--- Text passage Enclosed Below ---
France announced Thursday that it was withdrawing troops from Mali due to a breakdown in relations with the country’s ruling junta, after nearly 10 years of fighting a jihadist insurgency.
The Mali deployment has been fraught with problems for France — of 53 French soldiers killed serving in West Africa’s Sahel region, 48 of them died in Mali.
“Multiple obstructions” by the military junta that took power in August 2020 meant that the conditions were no longer in place to operate in Mali, said a statement signed by France and its African and European allies.
The decision applies to both 2,400 French troops in Mali, where France first deployed in 2013, and a smaller European force of several hundred soldiers, called Takuba, that was created in 2020 with the aim of taking the burden off the French forces.
“We cannot remain militarily engaged alongside de facto authorities whose strategy and hidden aims we do not share,” President Emmanuel Macron told a news conference, saying that he “completely” rejected the idea that France had failed in the country.
Macron said that France’s bases in Gossi, Menaka and Gao in Mali would close within the next four to six months.
But, he vowed, the withdrawal would be carried out in an “orderly” manner.
The announcement comes at a critical time for Macron, just days before the president is expected to make a long-awaited declaration that he will stand for a second term at elections in April.
Macron’s priority will now be to ensure that the withdrawal does not invite comparisons with the chaotic US departure from Afghanistan last year.
France initially deployed the troops against the jihadists at Mali’s request in 2013.
But the insurgency was never fully quelled.
Jihadists scattered by French firepower regrouped, and two years later moved into the centre of Mali, an ethnic powderkeg, before launching raids on neighbouring Burkina Faso and Niger.
Now, new fears have emerged of a jihadist push toward the Gulf of Guinea.
‘Collapse of state’
“It is an inglorious end to an armed intervention that began in euphoria and which ends, nine years later, against a backdrop of crisis between Mali and France,” wrote French daily Le Monde.
Macron denied that the intervention had been in vain.
“What would have happened in 2013 if France had not chosen to intervene? You would for sure have had the collapse of the Malian state,” he said, hailing the decision of his predecessor Francois Hollande to deploy troops.
Even after the pullout from Mali, however, France and its allies vowed to remain engaged in fighting terror in the region, including in Niger and the Gulf of Guinea, adding that the outline of this action would be made clear in June.
Speaking alongside Macron, Senegalese President Macky Sall said fighting “terrorism in the Sahel cannot be the business of African countries alone.”
Macron warned that Al-Qaeda and the Islamic State group had made the Sahel and the Gulf of Guinea nations “a priority for their strategy of expansion.”
--- End of Enclosed Text passage ---
--- Record set Enclosed Below ---
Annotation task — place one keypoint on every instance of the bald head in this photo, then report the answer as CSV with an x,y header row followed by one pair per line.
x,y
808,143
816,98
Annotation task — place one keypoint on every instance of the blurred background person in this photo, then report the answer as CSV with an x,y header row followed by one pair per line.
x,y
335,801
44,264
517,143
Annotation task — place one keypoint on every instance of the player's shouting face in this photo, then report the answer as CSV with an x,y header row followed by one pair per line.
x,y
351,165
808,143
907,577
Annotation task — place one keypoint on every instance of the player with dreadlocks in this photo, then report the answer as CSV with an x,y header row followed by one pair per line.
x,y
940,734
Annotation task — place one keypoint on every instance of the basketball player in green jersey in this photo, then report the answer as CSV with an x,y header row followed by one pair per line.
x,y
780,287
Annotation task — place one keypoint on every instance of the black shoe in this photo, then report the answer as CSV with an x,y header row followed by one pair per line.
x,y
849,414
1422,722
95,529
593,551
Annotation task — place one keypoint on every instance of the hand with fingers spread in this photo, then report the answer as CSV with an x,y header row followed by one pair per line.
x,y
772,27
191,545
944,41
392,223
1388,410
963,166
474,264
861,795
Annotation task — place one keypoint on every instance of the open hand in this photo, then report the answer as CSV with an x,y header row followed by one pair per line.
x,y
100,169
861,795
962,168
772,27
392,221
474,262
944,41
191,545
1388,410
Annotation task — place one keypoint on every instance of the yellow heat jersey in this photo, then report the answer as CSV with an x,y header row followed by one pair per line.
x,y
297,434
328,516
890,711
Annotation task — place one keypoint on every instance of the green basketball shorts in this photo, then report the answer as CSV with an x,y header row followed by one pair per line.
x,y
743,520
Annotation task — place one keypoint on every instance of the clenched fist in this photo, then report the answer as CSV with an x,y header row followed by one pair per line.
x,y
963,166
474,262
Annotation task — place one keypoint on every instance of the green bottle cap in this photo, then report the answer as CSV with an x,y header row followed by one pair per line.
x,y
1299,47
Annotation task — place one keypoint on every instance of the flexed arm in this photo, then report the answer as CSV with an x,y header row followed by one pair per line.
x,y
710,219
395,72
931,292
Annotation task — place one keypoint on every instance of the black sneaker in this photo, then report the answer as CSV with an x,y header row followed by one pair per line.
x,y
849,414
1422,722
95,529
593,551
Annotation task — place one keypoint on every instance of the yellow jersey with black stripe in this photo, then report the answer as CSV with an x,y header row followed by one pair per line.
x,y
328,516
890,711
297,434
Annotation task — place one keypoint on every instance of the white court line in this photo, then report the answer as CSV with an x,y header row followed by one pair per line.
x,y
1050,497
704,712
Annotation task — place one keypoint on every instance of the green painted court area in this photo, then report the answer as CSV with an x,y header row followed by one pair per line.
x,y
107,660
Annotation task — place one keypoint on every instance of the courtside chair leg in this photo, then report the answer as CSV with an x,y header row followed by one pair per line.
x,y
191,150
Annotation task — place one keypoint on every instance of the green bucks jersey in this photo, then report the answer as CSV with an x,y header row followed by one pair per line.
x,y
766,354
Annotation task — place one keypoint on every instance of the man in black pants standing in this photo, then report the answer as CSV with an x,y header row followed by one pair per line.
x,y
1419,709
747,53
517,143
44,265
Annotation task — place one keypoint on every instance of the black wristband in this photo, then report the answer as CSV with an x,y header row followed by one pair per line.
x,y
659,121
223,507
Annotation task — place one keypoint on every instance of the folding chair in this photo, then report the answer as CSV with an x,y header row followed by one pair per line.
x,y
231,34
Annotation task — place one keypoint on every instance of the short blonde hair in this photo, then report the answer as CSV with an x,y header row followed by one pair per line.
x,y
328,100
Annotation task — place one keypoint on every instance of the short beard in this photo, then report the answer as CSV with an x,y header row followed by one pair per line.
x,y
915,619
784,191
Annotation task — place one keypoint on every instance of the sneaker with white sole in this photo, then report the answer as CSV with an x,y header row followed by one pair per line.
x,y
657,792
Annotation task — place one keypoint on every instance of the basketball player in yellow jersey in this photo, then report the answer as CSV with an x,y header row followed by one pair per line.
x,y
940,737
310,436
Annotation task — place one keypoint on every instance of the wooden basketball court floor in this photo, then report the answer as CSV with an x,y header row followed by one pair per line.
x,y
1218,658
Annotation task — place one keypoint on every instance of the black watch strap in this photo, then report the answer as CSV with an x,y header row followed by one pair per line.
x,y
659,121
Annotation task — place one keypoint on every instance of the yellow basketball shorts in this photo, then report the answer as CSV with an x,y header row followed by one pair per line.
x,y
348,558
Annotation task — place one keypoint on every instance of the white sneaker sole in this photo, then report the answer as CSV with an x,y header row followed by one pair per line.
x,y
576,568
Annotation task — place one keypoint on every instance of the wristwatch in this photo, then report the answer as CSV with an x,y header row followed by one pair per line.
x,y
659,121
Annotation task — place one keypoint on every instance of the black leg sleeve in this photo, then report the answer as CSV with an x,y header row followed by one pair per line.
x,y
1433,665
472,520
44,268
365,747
--- End of Enclosed Record set ---
--- Record set Enclosed Below ---
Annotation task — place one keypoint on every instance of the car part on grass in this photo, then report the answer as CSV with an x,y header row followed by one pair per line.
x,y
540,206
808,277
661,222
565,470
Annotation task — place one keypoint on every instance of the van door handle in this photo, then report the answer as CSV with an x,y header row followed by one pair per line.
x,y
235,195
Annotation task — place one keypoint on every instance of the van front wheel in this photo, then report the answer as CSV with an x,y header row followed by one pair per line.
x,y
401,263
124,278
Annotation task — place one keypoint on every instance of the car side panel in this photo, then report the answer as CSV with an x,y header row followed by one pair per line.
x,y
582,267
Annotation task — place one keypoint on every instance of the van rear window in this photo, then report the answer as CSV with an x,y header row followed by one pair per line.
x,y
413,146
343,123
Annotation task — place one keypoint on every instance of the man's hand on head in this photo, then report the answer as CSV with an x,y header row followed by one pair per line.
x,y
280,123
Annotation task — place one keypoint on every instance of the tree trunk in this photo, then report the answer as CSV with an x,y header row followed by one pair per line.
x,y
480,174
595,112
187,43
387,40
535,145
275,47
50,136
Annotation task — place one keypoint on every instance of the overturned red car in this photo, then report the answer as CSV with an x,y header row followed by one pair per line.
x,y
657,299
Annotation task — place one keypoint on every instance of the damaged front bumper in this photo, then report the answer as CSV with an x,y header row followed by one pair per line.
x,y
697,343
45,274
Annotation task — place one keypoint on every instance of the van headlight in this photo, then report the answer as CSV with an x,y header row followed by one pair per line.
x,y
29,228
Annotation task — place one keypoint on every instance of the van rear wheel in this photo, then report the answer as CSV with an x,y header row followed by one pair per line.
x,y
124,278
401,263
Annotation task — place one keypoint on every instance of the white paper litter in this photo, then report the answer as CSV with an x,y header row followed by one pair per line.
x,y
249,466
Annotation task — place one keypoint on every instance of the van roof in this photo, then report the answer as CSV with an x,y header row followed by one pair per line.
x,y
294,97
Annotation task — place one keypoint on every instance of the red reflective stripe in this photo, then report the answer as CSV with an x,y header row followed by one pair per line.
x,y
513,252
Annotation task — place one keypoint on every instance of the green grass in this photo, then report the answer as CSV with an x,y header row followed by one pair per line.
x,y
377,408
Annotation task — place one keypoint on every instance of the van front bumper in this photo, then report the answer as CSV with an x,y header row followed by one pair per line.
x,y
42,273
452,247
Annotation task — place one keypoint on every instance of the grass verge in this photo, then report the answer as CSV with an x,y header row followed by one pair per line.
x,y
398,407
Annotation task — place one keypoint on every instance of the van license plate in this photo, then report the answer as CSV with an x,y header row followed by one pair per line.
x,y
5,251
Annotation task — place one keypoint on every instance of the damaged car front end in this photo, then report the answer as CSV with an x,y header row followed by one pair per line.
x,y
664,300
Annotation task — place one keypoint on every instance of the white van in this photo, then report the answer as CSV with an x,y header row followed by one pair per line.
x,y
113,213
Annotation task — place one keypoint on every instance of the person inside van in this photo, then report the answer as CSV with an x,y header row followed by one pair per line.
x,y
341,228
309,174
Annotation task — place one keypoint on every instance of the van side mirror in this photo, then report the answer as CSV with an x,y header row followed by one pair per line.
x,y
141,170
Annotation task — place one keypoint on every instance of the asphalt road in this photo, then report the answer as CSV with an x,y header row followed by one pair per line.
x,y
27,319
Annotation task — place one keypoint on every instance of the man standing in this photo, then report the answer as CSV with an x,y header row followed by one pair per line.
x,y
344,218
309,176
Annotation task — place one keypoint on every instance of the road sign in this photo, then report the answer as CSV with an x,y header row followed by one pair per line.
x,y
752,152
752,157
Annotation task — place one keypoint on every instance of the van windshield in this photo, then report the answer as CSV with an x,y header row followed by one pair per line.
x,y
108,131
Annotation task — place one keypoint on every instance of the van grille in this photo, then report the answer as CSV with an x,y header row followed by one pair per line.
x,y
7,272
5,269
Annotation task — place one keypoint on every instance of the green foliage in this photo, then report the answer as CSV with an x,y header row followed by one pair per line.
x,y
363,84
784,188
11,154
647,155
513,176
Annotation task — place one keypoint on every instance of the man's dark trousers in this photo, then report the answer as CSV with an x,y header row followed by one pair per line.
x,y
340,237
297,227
--- End of Enclosed Record set ---
--- Record set Enclosed Below ---
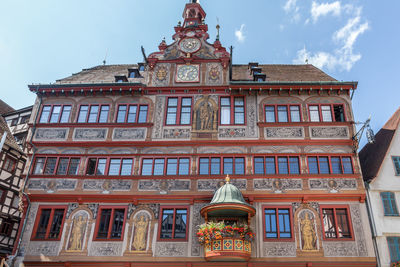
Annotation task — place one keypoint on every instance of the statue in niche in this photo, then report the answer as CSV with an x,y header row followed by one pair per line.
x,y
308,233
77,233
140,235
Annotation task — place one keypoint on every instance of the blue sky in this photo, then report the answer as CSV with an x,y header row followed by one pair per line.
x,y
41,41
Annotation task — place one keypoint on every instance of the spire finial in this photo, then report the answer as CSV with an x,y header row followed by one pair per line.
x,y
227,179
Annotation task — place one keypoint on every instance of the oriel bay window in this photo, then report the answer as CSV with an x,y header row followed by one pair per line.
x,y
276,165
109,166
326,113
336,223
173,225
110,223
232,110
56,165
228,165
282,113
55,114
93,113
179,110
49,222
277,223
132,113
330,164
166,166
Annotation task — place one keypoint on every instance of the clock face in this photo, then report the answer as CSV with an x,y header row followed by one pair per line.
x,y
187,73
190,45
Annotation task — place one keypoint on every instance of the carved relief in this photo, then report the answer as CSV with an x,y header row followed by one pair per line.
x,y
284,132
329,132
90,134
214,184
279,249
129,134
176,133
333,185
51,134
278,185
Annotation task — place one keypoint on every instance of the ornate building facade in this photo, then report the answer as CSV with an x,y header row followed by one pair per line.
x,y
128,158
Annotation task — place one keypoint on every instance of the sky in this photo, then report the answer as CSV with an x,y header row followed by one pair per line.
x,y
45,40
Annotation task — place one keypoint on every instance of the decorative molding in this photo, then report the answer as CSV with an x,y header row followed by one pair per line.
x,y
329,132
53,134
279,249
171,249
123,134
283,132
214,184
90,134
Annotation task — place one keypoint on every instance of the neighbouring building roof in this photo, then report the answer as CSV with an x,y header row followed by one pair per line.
--- End of Enclosed Record set ---
### Required work
[1] In the news report on France's withdrawal from Mali, which French bases in Mali did Macron say would close within the next four to six months?
[2] Decide whether each statement agrees with the news report on France's withdrawal from Mali, and quote the words of the report that settle it.
(a) Most of the French soldiers killed in the Sahel region died in Mali.
(b) The European force called Takuba was created in 2013.
(c) France first sent troops into Mali at Mali's request.
[3] Write the next part of the news report on France's withdrawal from Mali, picking up after its final sentence.

### Answer section
[1] Gossi, Menaka and Gao.

[2]
(a) Yes: "of 53 French soldiers killed serving in West Africa’s Sahel region, 48 of them died in Mali."
(b) No: "called Takuba, that was created in 2020"
(c) Yes: "France initially deployed the troops against the jihadists at Mali’s request in 2013."

[3]
Macron announced that Takuba forces in Mali would be redeployed alongside Niger forces close to the Mali border.
Wider impact
Around 25,000 foreign troops are currently deployed in the Sahel.
They include around 4,600 French soldiers, though France last year had already announced the start of a drawdown.
Army chief of staff spokesman Colonel Pascal Ianni said the Mali withdrawal would mean that within six months there would be 2,500 to 3,000 French soldiers deployed across the region. At its peak, there were 5,400 troops in the mission, known as Barkhane.
In Mali specifically, there is also the UN peacekeeping mission MINUSMA, established in 2013, and EUTM Mali, an EU military training mission for the Malian army.
Macron said France would still provide air and medical support for MINUSMA in the coming months before transferring these responsibilities.
Olivier Salgado, the spokesman for MINUSMA, told AFP that France’s pullout was “bound to impact” the mission and the UN would “take the necessary steps to adapt.”
In Berlin, German Defence Minister Christine Lambrecht said she was “very sceptical” that the country’s mission in the EUTM could continue in the light of the French decision.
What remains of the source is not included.